**Goal**
Please count the lines in the data below that contain the string "roof", and reply with the number alone.

**Working data**

______

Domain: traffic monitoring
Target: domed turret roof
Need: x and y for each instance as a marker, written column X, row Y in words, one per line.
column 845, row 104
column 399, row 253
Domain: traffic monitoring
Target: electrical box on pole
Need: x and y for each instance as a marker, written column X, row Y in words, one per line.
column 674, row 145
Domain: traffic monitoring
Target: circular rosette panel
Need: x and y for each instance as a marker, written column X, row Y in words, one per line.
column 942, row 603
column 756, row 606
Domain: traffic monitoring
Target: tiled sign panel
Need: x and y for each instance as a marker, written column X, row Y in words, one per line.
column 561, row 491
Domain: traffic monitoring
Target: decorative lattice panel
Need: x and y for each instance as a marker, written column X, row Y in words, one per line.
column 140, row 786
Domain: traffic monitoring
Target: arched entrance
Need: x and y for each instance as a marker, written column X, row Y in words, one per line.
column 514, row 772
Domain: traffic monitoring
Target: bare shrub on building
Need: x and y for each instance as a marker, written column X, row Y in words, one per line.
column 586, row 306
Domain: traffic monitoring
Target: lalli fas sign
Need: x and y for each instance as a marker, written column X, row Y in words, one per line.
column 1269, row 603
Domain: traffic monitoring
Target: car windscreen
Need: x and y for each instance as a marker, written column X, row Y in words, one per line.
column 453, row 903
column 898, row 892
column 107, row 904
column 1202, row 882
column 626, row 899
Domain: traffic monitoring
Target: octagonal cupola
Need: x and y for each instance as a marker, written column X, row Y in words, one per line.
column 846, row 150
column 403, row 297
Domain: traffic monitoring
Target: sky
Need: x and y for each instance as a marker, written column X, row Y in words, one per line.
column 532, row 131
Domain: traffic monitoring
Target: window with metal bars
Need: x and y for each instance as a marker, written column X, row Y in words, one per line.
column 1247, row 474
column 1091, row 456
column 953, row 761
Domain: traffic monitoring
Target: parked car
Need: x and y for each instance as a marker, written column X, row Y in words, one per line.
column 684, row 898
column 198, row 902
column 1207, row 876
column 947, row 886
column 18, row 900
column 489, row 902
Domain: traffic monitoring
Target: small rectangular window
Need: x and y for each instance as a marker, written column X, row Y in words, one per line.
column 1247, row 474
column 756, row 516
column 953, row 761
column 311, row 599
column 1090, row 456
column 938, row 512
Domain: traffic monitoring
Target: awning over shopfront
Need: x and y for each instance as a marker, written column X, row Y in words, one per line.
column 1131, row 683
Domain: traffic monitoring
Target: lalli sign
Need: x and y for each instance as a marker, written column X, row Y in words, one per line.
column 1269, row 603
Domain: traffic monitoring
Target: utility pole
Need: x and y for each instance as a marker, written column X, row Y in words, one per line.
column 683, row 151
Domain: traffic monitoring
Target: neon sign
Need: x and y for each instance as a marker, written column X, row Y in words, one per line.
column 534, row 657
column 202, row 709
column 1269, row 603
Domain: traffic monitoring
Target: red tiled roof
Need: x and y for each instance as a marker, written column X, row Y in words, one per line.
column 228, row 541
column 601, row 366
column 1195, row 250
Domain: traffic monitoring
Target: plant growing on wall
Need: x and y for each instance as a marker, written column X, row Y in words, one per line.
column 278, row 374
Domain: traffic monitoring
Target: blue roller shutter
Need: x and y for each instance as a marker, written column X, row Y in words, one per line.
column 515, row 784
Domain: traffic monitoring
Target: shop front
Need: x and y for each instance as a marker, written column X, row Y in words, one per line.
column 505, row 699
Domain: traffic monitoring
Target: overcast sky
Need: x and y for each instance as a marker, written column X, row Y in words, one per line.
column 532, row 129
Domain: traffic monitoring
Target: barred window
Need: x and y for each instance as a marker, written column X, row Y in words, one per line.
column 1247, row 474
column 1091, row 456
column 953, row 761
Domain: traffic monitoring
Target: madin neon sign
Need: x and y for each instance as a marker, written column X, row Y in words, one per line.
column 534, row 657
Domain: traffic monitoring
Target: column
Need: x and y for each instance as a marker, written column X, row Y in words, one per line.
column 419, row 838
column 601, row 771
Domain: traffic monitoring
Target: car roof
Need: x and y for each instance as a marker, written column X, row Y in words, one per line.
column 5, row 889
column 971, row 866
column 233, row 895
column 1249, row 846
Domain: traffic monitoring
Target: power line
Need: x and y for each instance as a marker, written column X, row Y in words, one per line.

______

**Completed task**
3